Alors que les vêtements rayés étaient à l’origine destinés aux marginaux au bas de l’échelle sociale comme les domestiques ou les bagnards, la marinière est contre toute attente devenue avec le temps un vêtement chic, symbole du savoir-faire français.
Quelle est donc l’histoire de cet emblème national, cliché français par excellence au même titre que le béret et la baguette ?
Installez-vous confortablement car comme d’habitude, on vous raconte tout.
La marinière, uniforme de la Marine
Un vulgaire slip de matelot ?
Pour comprendre le destin si particulier de la marinière, il faut revenir comme bien souvent à ses origines.
Bien que la date de naissance exacte de la marinière reste floue, les historiens s’accordent sur un point : les premières représentations de la marinière remontent au XVIIIème siècle. Des tableaux anglais ou hollandais de l’époque mettaient alors en scène des marins portant des hauts rayés bleus et blancs, ou parfois rouges et blancs, lors de batailles navales.
En France, c’est l’année 1858 qui marque un réel tournant dans l’histoire de la marinière. En effet, la Marine nationale introduit alors le « tricot rayé bleu indigo et blanc » dans la liste officielle des tenues de matelot. Le décret ne s’arrête pas seulement là car il réglemente aussi le nombre de rayures de la marinière ainsi que leur mesure, de manière très précise : « 21 raies blanches larges de 20mm et 20 ou 21 raies bleues larges de 10mm » pour le corps, puis « 15 raies blanches larges de 20mm et 14 ou 15 raies bleues larges de 10mm » pour les manches.
Fabriqué dans un jersey de coton, ce tricot arrivait jusqu’aux genoux et était utilisé comme sous-vêtement par les marins. Ces derniers rentraient donc leur marinière dans leur pantalon à pont et portaient généralement par-dessus une vareuse, ou blouse de marin, qui cachait les manches trois-quarts de la marinière. Pour la petite anecdote, les vêtements de matelots étaient tous conçus sans boutons ou grosses coutures afin d’éviter de se prendre dans les cordages et les mailles des filets sur le bateau.

+ + +

Énoncé - Reprenez le texte ci-dessus sur l'histoire de la marinière et poursuivez-le à partir de sa dernière phrase.

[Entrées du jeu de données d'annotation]

+ + +

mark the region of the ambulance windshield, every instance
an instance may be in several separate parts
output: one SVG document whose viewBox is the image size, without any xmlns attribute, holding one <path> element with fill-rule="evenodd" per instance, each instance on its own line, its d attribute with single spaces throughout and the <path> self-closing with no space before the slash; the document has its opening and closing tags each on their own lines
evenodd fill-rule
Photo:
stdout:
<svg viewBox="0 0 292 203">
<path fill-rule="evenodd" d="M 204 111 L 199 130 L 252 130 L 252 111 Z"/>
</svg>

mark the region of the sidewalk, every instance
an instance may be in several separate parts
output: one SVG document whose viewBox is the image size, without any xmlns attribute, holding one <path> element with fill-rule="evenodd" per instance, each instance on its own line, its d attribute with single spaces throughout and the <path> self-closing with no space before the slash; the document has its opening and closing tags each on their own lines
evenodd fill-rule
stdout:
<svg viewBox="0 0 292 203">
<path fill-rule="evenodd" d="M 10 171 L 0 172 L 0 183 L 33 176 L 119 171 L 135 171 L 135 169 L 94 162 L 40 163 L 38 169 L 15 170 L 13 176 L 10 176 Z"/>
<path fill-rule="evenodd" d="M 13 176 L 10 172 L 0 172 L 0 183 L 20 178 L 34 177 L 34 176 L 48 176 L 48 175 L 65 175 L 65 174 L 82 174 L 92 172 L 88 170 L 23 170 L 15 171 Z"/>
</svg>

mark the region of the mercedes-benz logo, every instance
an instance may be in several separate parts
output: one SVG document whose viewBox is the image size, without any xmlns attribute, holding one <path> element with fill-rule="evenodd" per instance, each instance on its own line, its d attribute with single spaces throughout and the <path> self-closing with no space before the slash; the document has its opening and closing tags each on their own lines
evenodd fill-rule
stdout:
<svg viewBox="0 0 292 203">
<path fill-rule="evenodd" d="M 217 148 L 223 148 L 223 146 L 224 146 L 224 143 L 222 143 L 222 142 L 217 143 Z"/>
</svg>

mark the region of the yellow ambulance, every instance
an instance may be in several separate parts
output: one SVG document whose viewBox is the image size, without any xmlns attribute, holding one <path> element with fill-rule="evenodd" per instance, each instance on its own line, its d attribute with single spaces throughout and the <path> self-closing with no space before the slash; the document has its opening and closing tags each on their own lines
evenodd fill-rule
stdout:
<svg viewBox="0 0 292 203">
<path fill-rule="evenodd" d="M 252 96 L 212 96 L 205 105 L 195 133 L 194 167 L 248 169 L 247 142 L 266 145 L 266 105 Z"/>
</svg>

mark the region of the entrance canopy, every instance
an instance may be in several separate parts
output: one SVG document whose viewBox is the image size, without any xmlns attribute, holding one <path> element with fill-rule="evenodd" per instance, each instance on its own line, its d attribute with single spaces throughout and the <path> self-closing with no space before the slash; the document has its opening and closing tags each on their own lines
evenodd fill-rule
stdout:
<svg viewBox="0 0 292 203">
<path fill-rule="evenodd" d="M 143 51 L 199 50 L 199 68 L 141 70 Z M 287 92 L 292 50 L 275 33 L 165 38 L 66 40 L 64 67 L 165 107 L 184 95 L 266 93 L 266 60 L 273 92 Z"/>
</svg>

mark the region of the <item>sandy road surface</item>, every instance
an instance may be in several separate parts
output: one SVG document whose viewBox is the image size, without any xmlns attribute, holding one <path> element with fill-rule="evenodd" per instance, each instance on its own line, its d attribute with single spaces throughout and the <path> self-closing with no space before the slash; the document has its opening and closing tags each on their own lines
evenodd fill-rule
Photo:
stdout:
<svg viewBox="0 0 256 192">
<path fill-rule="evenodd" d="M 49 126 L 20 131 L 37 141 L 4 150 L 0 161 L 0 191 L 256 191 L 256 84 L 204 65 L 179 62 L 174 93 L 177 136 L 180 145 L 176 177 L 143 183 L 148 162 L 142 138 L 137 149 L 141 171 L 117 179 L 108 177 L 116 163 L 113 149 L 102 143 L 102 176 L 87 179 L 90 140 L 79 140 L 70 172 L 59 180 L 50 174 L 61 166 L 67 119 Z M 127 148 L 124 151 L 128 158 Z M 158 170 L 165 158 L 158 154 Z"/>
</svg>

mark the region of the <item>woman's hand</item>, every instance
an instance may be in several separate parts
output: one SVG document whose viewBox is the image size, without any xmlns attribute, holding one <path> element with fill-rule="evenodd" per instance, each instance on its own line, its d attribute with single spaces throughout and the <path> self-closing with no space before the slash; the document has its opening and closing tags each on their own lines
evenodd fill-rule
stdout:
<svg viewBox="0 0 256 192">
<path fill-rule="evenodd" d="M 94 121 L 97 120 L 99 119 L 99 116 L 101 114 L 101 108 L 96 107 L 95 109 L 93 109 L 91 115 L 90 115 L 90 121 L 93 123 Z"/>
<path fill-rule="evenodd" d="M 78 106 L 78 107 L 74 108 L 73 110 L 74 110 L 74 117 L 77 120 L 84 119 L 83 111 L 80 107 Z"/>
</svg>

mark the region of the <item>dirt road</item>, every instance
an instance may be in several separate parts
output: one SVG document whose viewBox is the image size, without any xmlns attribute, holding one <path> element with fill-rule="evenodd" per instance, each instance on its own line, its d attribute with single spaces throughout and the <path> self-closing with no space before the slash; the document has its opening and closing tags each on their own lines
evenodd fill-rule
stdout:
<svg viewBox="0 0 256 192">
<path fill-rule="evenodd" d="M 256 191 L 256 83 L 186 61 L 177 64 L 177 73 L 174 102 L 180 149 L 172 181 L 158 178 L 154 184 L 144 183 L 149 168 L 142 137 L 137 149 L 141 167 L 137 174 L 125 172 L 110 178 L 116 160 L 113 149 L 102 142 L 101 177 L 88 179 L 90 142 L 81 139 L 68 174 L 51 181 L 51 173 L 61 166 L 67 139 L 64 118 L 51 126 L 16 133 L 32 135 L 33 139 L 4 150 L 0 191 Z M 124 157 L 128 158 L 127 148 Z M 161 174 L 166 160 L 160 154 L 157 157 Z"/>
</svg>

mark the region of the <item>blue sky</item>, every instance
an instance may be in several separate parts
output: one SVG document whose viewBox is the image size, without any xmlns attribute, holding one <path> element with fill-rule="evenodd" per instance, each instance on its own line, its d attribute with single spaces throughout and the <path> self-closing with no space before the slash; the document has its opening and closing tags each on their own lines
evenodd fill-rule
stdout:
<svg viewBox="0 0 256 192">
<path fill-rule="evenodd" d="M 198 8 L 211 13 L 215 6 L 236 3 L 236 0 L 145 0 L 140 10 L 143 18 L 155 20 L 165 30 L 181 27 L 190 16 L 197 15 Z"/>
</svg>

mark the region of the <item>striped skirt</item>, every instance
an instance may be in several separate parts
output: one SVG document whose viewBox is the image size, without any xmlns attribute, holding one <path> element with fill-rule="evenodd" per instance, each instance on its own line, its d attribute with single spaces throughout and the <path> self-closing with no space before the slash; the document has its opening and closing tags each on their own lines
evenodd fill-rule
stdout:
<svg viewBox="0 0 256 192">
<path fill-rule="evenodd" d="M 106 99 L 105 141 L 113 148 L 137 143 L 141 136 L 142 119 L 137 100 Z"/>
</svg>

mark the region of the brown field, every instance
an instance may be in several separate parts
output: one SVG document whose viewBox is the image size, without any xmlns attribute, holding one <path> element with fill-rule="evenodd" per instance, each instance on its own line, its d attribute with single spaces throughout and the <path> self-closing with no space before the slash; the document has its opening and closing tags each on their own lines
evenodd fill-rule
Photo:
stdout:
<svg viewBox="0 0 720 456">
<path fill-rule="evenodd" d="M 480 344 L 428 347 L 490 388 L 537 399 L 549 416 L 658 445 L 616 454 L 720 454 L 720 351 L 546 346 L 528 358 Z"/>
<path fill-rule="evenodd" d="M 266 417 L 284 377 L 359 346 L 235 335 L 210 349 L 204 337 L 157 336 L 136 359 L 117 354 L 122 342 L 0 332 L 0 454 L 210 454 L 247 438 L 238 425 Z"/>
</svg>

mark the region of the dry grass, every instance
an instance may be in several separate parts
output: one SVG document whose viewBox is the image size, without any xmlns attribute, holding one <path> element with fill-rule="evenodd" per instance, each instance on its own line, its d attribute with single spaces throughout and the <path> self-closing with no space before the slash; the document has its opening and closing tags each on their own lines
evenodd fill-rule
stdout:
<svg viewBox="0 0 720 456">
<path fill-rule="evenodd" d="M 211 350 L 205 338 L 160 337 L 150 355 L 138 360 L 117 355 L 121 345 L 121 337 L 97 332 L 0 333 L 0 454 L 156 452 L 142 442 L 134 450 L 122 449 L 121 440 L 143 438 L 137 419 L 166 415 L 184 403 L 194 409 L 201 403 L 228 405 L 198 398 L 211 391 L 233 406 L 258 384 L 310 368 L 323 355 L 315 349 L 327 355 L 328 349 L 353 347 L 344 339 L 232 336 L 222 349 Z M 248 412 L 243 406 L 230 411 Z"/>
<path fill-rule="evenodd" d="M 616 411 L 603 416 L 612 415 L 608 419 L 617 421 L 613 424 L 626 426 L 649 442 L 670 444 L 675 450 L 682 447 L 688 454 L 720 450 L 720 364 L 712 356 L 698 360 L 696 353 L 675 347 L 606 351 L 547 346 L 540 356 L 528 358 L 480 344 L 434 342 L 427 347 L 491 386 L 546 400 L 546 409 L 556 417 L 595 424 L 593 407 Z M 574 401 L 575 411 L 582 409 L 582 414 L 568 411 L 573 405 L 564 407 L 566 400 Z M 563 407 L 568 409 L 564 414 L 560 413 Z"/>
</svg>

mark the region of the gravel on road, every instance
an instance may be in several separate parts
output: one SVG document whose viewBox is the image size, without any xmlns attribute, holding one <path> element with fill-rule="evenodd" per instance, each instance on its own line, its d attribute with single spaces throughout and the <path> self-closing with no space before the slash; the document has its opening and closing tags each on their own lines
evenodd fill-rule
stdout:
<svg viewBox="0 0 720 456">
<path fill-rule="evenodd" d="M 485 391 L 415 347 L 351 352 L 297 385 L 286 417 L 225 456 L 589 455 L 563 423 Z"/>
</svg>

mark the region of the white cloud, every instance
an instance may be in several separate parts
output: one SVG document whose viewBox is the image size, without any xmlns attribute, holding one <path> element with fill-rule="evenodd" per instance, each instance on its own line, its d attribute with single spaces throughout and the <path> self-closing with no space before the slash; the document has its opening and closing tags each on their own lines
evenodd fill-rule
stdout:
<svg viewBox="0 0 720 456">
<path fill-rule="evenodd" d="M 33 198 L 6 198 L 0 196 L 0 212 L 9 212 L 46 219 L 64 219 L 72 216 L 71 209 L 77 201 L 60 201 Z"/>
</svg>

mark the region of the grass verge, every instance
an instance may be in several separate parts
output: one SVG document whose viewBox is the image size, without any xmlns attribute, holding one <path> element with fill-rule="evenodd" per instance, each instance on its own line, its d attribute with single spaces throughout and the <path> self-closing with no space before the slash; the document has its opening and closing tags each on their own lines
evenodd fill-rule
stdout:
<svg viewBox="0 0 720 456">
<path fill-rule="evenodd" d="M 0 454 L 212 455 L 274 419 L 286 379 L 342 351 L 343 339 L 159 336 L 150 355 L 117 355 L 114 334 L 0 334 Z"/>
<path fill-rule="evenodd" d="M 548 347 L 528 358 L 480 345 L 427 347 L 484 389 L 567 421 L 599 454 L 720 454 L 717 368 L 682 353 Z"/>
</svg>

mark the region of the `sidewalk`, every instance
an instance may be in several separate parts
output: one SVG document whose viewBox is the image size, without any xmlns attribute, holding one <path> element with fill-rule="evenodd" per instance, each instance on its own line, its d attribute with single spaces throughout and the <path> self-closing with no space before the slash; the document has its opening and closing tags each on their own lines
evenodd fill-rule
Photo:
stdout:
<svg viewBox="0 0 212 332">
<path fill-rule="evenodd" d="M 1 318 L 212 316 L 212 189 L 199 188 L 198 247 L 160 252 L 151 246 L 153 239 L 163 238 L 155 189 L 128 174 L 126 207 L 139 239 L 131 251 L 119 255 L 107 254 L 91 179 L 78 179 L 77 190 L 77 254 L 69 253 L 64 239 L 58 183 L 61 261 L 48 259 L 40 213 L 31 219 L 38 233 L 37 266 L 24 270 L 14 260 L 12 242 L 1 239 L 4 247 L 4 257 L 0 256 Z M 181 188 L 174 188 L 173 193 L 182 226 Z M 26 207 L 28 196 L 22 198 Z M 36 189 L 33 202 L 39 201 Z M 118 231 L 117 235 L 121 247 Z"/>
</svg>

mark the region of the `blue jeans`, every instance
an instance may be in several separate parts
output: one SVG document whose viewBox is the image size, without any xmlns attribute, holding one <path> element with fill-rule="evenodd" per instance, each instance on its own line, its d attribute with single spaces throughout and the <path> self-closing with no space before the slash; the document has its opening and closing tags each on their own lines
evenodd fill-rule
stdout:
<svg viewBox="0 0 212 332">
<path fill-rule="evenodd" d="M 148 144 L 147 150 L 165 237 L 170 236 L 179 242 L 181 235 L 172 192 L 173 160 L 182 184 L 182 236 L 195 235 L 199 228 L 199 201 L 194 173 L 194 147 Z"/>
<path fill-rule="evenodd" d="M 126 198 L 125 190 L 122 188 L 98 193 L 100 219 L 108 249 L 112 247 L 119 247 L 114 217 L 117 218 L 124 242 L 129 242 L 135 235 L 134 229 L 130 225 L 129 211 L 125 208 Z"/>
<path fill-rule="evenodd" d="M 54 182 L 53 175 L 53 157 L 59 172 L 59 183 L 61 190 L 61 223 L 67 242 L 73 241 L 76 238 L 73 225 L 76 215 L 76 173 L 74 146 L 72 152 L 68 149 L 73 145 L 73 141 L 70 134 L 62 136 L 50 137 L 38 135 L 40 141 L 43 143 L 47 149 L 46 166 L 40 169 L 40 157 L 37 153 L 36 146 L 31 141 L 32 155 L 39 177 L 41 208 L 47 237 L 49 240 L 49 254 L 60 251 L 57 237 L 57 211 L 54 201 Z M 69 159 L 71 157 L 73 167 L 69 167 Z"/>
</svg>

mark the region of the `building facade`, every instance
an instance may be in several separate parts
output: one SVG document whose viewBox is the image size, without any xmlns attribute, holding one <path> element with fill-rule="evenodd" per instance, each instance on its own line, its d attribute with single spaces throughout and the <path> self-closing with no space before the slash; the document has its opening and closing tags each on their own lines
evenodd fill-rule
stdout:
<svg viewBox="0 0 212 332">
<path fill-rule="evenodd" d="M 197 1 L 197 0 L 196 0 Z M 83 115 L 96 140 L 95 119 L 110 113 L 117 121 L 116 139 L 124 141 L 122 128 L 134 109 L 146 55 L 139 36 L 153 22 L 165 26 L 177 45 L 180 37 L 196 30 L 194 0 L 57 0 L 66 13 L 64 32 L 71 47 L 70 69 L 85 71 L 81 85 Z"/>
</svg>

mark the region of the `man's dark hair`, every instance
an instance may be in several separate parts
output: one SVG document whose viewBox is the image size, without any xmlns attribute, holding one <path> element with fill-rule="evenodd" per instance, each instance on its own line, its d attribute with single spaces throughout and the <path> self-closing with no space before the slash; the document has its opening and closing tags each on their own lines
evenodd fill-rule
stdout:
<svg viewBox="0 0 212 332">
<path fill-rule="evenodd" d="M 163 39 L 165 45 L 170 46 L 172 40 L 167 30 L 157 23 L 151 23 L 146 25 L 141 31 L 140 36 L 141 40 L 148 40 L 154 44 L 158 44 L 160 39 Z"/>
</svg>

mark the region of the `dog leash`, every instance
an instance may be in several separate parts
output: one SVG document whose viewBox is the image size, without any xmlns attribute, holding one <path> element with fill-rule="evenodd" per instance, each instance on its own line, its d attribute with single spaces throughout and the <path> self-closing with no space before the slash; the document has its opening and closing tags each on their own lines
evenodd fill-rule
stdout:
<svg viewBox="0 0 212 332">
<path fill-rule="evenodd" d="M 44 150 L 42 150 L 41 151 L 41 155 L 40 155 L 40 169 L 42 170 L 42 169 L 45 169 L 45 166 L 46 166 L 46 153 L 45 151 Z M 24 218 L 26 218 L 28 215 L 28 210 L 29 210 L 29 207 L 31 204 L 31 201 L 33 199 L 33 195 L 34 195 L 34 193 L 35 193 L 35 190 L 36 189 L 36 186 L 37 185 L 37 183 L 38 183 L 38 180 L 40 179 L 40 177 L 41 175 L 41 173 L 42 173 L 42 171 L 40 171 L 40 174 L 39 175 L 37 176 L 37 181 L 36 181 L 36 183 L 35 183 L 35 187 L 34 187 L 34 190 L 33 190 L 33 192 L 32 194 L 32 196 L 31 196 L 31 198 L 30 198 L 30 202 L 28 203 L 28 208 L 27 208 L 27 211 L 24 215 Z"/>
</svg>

+ + +

Réponse -
Les mythes qui entourent la marinière
Comment et pourquoi ces couleurs et ces rayures ont-elles été choisies ? L’hypothèse la plus probable est sans doute que les rayures rappelaient aux matelots qu’ils étaient en bas de la hiérarchie de la Marine… Cependant, les légendes les plus variées fleurissent autour de cette question.
Le mythe le plus répandu voudrait que les rayures permettaient aux marins de plus facilement repérer un de leurs collègues tombés à l’eau. Sachant que la marinière était un sous-vêtement que les marins portaient la plupart du temps sous leur vareuse, on vous laisse vous faire votre propre opinion…
Pour les couleurs, il est clair que le bleu et le blanc sont depuis toujours associés à la mer et au monde marin. De plus, l’indigo avait la réputation de faire fuir les rats, qui infestaient régulièrement les ports et les navires. La teinture indigo était toutefois très onéreuse à l’époque. Ainsi, la deuxième explication possible serait que, pour faire des économies, les fabricants auraient eu l’idée d’appliquer des rayures aux vêtements de marins.
Quant aux 21 rayures, la légende raconte qu’elles correspondent aux 21 victoires de Napoléon…
Le virage à bâbord de la marinière
Quand la haute couture s’empare de la marinière
La marinière, c’est une grande histoire d’amour avec les marins mais aussi avec les femmes, sous l’impulsion des plus grands créateurs de mode français.
Premièrement, rendons à César ce qui est à César. Même si elle n’a jamais réellement proposé de marinière à proprement parler dans ses collections, Coco Chanel s’inspire bien des vêtements militaires de la Marine (qu’elle côtoie à Deauville) et participe ainsi à la libération de la femme pendant l’entre-deux-guerres. En effet, elle utilise des coupes ou des matières similaires aux tenues de marins, comme le jersey de coton par exemple, pour proposer des créations destinées à un tout autre public, les femmes bourgeoises.
En privé, Coco Chanel n’hésite d’ailleurs pas à porter des marinières, comme le montre le célèbre cliché ci-dessous. Elle est la première femme à faire de la marinière un vêtement unisexe.
Mise ensuite à l’honneur par de nombreuses personnalités comme John Wayne, Pablo Picasso ou encore Brigitte Bardot, la marinière s’impose petit à petit comme un élément incontournable du vestiaire masculin et féminin entre les années 1940 et 1960.
Dans la haute couture, Yves Saint Laurent perpétue l’héritage de Coco Chanel et détourne la marinière en 1966 dans sa collection « Matelot ». Mais celui qui fera de la marinière sa véritable marque de fabrique, c’est bien entendu Jean-Paul Gaultier. Le fameux tricot rayé se retrouve au cœur de nombreuses de ses collections, notamment la collection « Toy Boy » en 1983, où il saluera le public lui-même habillé en marinière à la fin de son défilé de présentation. Le créateur a aussi l’idée d’utiliser la marinière pour habiller les flacons de sa ligne de parfums pour hommes, « Le Mâle », véritable succès commercial toujours d’actualité.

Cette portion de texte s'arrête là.